* Exercise directions: Pull out the lines of the material from its first line up to and including the line that contains "[[[424,494],[421,326],[0,326],[0,499]]]", and repeat them unchanged.

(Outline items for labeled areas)
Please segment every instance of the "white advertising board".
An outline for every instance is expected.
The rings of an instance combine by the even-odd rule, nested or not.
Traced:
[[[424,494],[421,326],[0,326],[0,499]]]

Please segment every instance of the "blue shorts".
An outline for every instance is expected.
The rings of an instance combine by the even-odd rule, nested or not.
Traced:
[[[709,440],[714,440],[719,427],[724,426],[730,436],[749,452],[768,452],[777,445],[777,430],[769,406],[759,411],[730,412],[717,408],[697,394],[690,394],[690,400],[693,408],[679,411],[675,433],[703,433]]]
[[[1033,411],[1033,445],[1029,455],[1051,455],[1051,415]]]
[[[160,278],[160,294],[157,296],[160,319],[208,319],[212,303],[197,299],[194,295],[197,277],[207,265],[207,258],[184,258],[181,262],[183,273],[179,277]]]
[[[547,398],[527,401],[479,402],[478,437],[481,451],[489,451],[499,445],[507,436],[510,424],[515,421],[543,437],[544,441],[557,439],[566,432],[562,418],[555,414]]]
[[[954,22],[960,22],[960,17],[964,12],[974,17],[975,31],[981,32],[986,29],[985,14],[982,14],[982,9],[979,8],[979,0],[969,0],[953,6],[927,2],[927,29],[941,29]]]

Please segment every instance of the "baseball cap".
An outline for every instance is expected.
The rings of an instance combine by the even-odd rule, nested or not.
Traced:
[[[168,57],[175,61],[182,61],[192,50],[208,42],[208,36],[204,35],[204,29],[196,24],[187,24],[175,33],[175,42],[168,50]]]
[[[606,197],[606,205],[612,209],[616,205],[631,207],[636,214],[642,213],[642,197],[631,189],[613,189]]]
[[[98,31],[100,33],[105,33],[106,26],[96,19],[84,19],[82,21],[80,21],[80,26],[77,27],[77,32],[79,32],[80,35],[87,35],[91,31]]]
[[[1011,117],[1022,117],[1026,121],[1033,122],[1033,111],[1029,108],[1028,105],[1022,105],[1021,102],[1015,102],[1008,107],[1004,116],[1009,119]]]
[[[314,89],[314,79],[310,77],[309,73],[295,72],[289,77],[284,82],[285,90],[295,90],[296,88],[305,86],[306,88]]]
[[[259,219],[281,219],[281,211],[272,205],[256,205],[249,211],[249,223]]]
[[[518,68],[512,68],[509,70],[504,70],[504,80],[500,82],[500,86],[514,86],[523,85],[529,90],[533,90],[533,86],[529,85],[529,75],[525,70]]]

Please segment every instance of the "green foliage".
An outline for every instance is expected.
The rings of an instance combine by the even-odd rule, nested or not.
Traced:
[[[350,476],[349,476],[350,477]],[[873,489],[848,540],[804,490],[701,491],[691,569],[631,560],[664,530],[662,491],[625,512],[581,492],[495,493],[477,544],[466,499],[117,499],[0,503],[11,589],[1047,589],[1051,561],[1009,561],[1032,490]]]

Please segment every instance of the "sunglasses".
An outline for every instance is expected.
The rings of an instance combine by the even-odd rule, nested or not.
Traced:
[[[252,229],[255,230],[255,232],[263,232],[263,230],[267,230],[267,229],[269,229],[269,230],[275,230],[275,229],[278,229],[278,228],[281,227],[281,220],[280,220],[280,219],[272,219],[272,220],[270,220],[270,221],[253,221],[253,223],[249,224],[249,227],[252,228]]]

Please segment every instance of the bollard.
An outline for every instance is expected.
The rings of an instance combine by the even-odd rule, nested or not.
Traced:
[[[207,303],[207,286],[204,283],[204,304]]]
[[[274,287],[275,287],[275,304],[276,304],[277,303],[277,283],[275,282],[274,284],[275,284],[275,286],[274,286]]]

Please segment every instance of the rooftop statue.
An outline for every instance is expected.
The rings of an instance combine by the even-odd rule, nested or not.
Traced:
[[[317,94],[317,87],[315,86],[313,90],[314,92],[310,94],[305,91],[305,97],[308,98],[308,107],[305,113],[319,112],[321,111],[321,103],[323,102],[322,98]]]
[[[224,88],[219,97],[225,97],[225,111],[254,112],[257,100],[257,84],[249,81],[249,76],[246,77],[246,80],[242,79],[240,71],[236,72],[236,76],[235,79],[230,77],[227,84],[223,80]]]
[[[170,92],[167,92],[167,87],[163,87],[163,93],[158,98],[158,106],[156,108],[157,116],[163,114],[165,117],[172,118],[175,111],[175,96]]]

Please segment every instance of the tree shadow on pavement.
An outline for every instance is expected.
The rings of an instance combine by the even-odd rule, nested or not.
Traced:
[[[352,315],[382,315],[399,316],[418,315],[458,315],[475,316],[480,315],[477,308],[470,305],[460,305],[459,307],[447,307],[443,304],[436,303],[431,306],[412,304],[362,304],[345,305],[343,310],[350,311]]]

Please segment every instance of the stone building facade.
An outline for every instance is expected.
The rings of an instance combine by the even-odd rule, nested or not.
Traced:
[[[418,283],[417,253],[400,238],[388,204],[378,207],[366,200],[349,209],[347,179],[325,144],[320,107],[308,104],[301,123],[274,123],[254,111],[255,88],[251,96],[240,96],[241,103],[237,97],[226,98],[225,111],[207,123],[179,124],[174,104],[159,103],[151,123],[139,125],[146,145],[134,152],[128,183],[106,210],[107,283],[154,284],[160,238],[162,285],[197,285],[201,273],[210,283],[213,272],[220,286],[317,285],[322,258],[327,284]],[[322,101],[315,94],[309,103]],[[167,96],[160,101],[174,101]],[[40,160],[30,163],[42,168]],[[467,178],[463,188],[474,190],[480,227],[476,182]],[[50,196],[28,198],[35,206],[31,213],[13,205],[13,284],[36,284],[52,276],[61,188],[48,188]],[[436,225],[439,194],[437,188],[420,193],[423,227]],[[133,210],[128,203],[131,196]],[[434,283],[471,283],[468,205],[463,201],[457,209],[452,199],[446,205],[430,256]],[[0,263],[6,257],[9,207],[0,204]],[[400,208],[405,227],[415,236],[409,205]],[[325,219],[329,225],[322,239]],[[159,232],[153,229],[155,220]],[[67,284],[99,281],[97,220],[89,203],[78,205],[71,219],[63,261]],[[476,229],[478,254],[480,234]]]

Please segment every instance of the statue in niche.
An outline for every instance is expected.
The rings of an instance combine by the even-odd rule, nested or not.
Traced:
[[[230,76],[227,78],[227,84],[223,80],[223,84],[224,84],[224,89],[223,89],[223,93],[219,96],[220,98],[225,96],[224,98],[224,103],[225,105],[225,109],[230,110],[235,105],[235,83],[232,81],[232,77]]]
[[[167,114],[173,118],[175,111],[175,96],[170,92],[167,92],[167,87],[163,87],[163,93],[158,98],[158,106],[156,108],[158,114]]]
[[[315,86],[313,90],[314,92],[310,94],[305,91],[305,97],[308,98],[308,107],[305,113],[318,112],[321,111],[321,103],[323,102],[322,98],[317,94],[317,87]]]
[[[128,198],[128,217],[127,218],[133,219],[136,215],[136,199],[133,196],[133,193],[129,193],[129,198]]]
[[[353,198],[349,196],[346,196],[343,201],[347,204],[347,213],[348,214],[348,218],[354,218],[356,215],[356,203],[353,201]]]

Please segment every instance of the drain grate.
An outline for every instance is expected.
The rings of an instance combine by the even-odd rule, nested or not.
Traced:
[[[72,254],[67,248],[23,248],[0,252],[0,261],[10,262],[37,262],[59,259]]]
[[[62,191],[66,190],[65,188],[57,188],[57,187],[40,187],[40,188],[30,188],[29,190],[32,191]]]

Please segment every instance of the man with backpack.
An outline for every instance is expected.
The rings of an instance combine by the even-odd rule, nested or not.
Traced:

* Worked answer:
Please segment every instance of the "white advertising board".
An outline for every instance is expected.
The rings of an instance combine by the even-odd rule, nested or not.
Traced:
[[[424,494],[421,326],[0,326],[0,499]]]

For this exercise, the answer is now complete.